> **PROBLEMS TO SOLVE**
**a.** Answer these questions from the Kung Fu Panda 2 design article, one line each:
(i) Which actor voices Lord Shen?
(ii) Who made the sketch of the musicians village?
(iii) Which walled city did the filmmakers visit for Gongmen City?
**b.** Extend the Kung Fu Panda 2 design article from its last sentence.

> **DOCUMENT**
☆ ☆ ☆ ☆

How hard is it to maintain a life of awesomeness? It’s not as simple as one particular panda skilled in the martial arts would like. In Kung Fu Panda 2, the follow-up to Dreamworks Animation’s 2008 hit, Jack Black returns as the voice of Po, the clownish panda with a laid-back vibe who becomes the Dragon Warrior, keeping order in the Valley of Peace with help from his fellow kung fu masters, the Furious Five. But when a villainous peacock, Lord Shen (Gary Oldman), emerges with a weapon that will aid him in taking over not just the valley but all of China and put an end to kung fu, Po and the Furious Five must figure out a way to defeat this dangerous fowl.

With their main character journeying far beyond his comfort zone, the filmmakers sought to show new areas of the country in their design, even travelling to different sites in China to understand the landscape better.

“Because it is a sequel, we had to push the world into a much vaster scale and give people more exotic locations than there were in the first film,” said the director, Jennifer Yuh Nelson. “We were able to walk around and feel the tactility of the subtle details, like the mist, the light, the play of the colour on the rock and the complex tones that came through.”

The production designer, Raymond Zibach, who also designed the first Panda, and his team built an environment (computer animated in 3-D) that presented new challenges for Po and his friends. Below is a look at some of the paintings and sketches, with commentary from Zibach.

Musicians village

For the first battle sequence, in which wolf bandits attack a village on the outskirts of the valley, the designers created a cliffhanger of a location. They wanted a place up high to give a sense of the film’s higher stakes. The look of the village in this sketch by the art director, Tang Kheng Heng, came from the filmmakers’ trip to a district of Chengdu. They took cues from the architecture there and included details like moss growing on structures. “This is definitely more cliff-like than where we were, but the buildings and how the trees work with them was inspired by that visit,” Zibach said. “With a lot of early drawings and paintings we’re thinking: What is the big compositional idea? And here, it’s that sliver of light blue that takes your eye to where this little town is.”

Gongmen City

One of the locations prominently featured is Gongmen City, where Lord Shen has taken over the palace in the city’s centre. His tower can be seen in the background of this early sketch. To find inspiration for the design of Gongmen City the filmmakers travelled to the walled city of Pingyao, the former banking capital of China.

☆ ☆ ☆ ☆

> **DATA**
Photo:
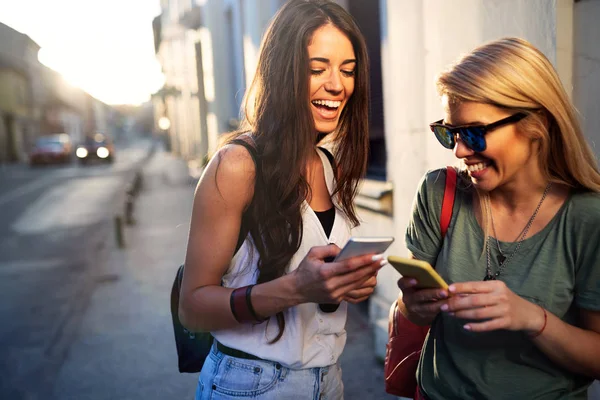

☆ ☆ ☆ ☆

> **EXPECTED OUTPUTS**
**a.**
(i) Gary Oldman
(ii) The art director, Tang Kheng Heng
(iii) Pingyao, the former banking capital of China

**b.**
“The impressiveness of the architecture in China comes from how much it defies the landscape and juts out,” Zibach said. This design was created when the story was in its early stages, with the billowing smoke and hazy backgrounds setting the mood for a city that was more menacing than welcoming. In the final version, it was Lord Shen who became the menace, rather than the city itself.

Lord Shen’s Chambers

Inside this octagonal room in Lord Shen’s tower “we were trying to find a way to create a space for the peacock and basically have a throne but not be literal to a human throne,” Zibach said. He initially conceived of a giant flame rock as the villain’s backdrop because his weapon of destruction shoots fire and metal.

“In Chinese culture they use these sculpted rocks as a sign of reward called scholar’s rocks. And that’s what this was kind of inspired by. It would be a symbol of his intellect and a symbol of power at the same time.” The designers also wanted to reinforce the centralised, symmetrical nature of Lord Shen’s locations, in contrast to Po’s asymmetrical environments, which emphasise his lack of structure as an individual.

The final Battle

A fight sequence at the end pits Po against Lord Shen. This design bathes the background in a perilous red. “We didn’t use red as a bad element in the first film,” Zibach said. “It was used for kung fu power or joy. And in this one, peacock takes that colour theme on and really has a little more of an intense evil connotation.”

That goes for his wolf henchmen too and the torches lighting the scene. Zibach decided to use that theme and match it against Po’s cool-headedness in an ultimate battle of fire vs water, with the hero positioned in a harbour fighting off Lord Shen’s fireballs. “We didn’t want to be totally literal,” Zibach explained.